### Available data:
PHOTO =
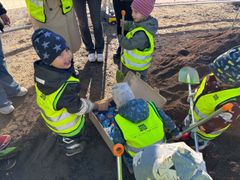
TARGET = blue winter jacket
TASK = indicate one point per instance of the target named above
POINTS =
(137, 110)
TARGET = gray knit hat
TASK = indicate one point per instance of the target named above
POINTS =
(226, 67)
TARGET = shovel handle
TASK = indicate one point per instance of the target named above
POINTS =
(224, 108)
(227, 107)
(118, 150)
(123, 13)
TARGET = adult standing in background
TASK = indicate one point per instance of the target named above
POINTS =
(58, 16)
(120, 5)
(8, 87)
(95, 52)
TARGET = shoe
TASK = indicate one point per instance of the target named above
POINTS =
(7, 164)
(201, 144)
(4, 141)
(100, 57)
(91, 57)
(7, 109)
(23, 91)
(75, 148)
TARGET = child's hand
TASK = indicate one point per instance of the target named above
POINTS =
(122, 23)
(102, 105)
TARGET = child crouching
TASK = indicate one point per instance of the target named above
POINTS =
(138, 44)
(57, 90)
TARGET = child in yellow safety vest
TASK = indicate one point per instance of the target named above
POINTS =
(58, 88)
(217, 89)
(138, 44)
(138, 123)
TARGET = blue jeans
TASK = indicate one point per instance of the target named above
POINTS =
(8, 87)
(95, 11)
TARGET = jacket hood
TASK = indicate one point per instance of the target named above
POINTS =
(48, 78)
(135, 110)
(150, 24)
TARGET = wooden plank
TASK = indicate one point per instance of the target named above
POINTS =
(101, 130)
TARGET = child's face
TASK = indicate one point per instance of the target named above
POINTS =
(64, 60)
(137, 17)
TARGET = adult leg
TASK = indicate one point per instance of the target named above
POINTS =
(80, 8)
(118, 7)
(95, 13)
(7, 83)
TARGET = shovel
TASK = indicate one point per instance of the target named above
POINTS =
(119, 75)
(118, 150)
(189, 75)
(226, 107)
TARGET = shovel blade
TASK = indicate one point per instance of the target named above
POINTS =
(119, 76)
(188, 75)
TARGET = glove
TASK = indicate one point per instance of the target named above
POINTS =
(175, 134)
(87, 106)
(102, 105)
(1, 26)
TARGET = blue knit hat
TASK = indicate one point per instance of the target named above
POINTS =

### Work request:
Whenever a line in the records contains the word "adult", copy that line.

### Solution:
TARGET = adult standing in background
TARGET = adult leg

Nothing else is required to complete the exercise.